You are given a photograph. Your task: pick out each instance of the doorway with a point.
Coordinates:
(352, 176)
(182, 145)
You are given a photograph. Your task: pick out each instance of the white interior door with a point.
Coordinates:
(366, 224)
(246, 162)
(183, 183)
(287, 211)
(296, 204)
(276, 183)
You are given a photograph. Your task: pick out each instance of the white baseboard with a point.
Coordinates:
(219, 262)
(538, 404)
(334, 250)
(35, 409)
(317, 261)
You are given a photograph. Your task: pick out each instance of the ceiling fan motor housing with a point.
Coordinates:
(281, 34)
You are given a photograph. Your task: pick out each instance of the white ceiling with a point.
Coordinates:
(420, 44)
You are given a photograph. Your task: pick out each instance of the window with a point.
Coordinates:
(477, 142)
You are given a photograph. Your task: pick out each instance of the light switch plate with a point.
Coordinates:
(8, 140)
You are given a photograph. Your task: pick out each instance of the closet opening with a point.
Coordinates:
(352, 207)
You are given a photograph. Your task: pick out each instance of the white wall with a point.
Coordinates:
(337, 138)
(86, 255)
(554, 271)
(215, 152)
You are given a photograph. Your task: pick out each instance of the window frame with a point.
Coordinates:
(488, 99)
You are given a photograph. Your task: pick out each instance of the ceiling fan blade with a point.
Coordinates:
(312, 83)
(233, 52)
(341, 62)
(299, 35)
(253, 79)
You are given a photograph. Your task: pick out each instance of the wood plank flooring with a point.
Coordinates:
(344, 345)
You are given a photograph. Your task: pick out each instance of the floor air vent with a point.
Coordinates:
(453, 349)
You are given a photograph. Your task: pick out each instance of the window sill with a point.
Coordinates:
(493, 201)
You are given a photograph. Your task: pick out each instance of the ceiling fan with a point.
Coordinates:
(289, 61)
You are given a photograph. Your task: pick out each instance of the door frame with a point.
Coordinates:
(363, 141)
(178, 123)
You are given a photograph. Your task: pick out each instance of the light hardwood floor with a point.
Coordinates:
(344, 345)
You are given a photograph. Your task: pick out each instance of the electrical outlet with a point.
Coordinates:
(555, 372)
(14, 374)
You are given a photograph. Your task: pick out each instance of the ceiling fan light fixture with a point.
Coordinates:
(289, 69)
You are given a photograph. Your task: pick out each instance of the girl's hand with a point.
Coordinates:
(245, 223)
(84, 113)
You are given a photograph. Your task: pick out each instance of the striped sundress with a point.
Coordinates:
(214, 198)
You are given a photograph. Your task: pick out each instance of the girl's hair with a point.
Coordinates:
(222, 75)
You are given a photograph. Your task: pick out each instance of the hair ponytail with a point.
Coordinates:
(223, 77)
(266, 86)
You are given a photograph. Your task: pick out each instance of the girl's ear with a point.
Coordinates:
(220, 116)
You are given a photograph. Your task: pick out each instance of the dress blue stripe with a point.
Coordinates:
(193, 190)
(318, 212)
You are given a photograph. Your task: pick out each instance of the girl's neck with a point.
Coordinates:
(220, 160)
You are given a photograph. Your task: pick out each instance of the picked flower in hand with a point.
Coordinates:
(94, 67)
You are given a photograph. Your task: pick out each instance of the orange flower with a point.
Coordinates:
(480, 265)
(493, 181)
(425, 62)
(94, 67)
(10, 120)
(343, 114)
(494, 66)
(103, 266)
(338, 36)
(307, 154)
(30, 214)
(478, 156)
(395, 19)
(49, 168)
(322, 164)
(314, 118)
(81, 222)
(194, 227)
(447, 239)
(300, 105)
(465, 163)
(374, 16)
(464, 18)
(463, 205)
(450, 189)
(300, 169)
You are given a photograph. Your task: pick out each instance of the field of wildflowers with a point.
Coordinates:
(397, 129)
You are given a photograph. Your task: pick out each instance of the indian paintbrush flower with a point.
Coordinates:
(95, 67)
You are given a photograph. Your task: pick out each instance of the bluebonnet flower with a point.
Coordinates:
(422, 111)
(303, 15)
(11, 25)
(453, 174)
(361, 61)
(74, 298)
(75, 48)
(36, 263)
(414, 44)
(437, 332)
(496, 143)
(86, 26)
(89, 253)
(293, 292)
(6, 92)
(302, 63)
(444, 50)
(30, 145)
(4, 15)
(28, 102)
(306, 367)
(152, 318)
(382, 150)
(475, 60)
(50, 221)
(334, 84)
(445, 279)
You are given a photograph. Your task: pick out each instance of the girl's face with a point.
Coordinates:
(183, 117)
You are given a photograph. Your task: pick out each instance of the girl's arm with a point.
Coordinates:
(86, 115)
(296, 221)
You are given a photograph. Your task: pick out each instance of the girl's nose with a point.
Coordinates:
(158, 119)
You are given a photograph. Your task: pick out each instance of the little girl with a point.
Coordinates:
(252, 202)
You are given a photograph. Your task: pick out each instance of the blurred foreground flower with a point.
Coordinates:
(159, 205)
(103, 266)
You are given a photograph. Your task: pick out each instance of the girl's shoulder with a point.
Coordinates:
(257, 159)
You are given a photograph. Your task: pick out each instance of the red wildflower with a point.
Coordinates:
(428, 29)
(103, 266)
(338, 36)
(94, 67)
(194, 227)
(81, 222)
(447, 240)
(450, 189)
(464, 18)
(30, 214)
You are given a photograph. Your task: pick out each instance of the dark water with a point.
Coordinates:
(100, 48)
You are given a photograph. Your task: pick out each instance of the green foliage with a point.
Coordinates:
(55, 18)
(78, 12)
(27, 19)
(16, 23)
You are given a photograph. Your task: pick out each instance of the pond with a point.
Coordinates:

__PROBLEM REQUIREMENTS__
Once you have counted every line in the listing that holds the string "girl", give that number and nothing else.

__RESULT FOR THIS EXERCISE__
9